===== SOURCE DOCUMENT

133.\" Because of the way the
134.\" .Nm
135.\" data structure works,
136.\" .Va maxkeypage
137.\" must always be greater than or equal to 2.
138.\" If
139.\" .Va maxkeypage
140.\" is 0 (no maximum number of keys is specified) the page fill factor is
141.\" made as large as possible (which is almost invariably what is wanted).
142.It Va minkeypage
143The minimum number of keys which will be stored on any single page.
144This value is used to determine which keys will be stored on overflow
145pages, i.e. if a key or data item is longer than the pagesize divided
146by the minkeypage value, it will be stored on overflow pages instead
147of in the page itself.
148If
149.Va minkeypage
150is 0 (no minimum number of keys is specified) a value of 2 is used.
151.It Va psize
152Page size is the size (in bytes) of the pages used for nodes in the tree.
153The minimum page size is 512 bytes and the maximum page size is 64K.
154If
155.Va psize
156is 0 (no page size is specified) a page size is chosen based on the
157underlying file system I/O block size.
158.It Va compare
159Compare is the key comparison function.
160It must return an integer less than, equal to, or greater than zero if the
161first key argument is considered to be respectively less than, equal to,
162or greater than the second key argument.
163The same comparison function must be used on a given tree every time it
164is opened.

==========

--- PROMPT ---
According to the source document, what are the minimum and maximum page sizes?

===== SUPPLIED INFORMATION

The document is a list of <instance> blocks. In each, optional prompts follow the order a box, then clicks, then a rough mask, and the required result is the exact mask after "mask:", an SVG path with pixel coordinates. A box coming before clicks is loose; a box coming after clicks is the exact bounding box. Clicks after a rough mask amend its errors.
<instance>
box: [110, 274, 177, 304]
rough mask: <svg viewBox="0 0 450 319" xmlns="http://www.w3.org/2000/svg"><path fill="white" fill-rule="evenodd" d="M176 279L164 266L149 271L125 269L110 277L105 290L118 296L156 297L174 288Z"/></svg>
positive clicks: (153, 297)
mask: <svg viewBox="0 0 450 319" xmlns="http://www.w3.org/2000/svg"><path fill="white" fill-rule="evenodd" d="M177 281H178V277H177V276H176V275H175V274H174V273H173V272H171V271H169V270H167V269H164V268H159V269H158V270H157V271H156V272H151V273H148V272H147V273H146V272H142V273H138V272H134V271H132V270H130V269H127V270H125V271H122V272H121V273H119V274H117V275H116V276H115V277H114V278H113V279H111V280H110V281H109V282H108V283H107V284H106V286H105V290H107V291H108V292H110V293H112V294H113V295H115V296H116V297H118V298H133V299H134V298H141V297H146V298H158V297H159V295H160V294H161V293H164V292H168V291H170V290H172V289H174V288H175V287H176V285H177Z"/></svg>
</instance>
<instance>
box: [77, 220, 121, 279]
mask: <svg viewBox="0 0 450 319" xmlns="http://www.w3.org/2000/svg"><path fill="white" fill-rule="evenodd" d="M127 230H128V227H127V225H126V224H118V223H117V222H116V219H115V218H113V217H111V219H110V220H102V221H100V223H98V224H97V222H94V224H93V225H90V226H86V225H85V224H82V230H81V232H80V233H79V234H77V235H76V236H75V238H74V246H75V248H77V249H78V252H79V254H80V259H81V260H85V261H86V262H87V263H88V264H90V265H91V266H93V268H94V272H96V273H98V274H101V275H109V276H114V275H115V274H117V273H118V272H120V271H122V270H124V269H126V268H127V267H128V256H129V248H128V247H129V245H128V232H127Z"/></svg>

==========
===== SUPPLIED INFORMATION

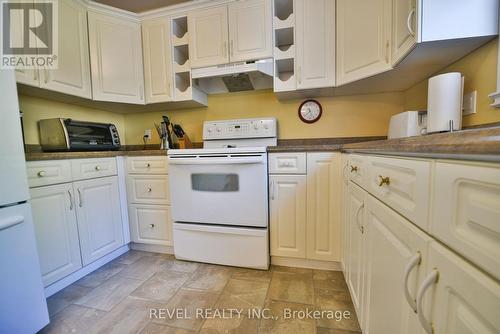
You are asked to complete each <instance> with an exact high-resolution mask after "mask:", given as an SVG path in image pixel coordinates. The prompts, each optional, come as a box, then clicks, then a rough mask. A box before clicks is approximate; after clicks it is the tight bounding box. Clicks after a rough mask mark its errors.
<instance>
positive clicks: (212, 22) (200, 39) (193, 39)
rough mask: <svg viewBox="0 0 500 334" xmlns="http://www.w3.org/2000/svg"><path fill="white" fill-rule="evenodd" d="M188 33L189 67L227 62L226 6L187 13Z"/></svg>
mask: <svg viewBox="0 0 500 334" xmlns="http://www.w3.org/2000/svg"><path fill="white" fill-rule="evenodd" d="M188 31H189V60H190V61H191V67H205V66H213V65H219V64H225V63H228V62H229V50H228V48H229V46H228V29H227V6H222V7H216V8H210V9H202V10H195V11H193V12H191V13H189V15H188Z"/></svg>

==========

--- RESULT ---
The minimum page size is 512 bytes and the maximum is 64K.